Write out every one of the records below word for word, leaving out the pictures.

---- Data supplied

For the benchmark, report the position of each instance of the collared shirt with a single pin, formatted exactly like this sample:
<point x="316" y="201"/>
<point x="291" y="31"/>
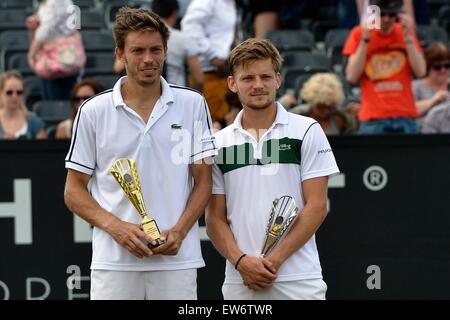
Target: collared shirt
<point x="211" y="26"/>
<point x="176" y="134"/>
<point x="254" y="173"/>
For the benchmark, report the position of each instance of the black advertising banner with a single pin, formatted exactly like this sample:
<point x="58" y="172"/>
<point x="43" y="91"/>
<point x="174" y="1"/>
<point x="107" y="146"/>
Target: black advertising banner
<point x="387" y="234"/>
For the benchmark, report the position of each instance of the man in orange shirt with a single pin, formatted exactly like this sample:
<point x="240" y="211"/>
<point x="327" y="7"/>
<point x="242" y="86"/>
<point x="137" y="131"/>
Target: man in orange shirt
<point x="384" y="60"/>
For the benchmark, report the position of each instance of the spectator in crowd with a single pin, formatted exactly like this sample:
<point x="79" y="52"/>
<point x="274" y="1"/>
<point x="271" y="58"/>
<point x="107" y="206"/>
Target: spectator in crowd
<point x="432" y="90"/>
<point x="324" y="95"/>
<point x="52" y="20"/>
<point x="82" y="91"/>
<point x="179" y="50"/>
<point x="271" y="15"/>
<point x="15" y="120"/>
<point x="211" y="24"/>
<point x="416" y="9"/>
<point x="383" y="61"/>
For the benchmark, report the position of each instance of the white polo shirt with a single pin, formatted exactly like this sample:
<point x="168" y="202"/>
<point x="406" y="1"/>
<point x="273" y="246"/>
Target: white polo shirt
<point x="252" y="174"/>
<point x="177" y="134"/>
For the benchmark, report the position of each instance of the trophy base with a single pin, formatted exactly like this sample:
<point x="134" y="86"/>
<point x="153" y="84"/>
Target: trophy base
<point x="158" y="243"/>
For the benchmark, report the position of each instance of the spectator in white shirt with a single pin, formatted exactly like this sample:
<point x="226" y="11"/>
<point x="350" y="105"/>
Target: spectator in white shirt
<point x="210" y="24"/>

--------

_Finished task_:
For the benchmark, report the position of each instance of the collared shirt with a single pin, formatted exactly like this sample:
<point x="316" y="201"/>
<point x="291" y="31"/>
Target: collared shirt
<point x="211" y="26"/>
<point x="176" y="134"/>
<point x="254" y="173"/>
For the benchmark, report the position of each instance of the black advertising banner with a single pin, formatted exactly like this sample:
<point x="58" y="172"/>
<point x="43" y="91"/>
<point x="174" y="1"/>
<point x="107" y="146"/>
Target: black advertising banner
<point x="387" y="234"/>
For the benchmark, report the position of each instance of the man in orange shirt with a single pin, formatted exactly like this sample:
<point x="240" y="211"/>
<point x="327" y="7"/>
<point x="242" y="86"/>
<point x="137" y="131"/>
Target: man in orange shirt
<point x="384" y="60"/>
For the benchmark, report the position of each instance of the spectator in crowd with a single pin, formatted exactly like this sample:
<point x="79" y="52"/>
<point x="274" y="1"/>
<point x="271" y="58"/>
<point x="107" y="206"/>
Target: spectator in crowd
<point x="432" y="90"/>
<point x="324" y="95"/>
<point x="52" y="20"/>
<point x="82" y="91"/>
<point x="179" y="50"/>
<point x="271" y="15"/>
<point x="15" y="120"/>
<point x="211" y="24"/>
<point x="416" y="9"/>
<point x="383" y="61"/>
For the benchmark, report the position of each instance of the white polo shirt with a single pin, formatted exactly like this sample:
<point x="168" y="202"/>
<point x="406" y="1"/>
<point x="273" y="246"/>
Target: white polo shirt
<point x="252" y="174"/>
<point x="177" y="134"/>
For the benchmark, report the position of each instance of the trophy base with a single pin, formatted exactly like this sample:
<point x="134" y="86"/>
<point x="153" y="84"/>
Target: trophy base
<point x="158" y="243"/>
For the benchmark, report the position of each instance of the spectator in white shirt with a single pin, formatted exactly like this sample:
<point x="226" y="11"/>
<point x="350" y="105"/>
Target: spectator in white shirt
<point x="210" y="24"/>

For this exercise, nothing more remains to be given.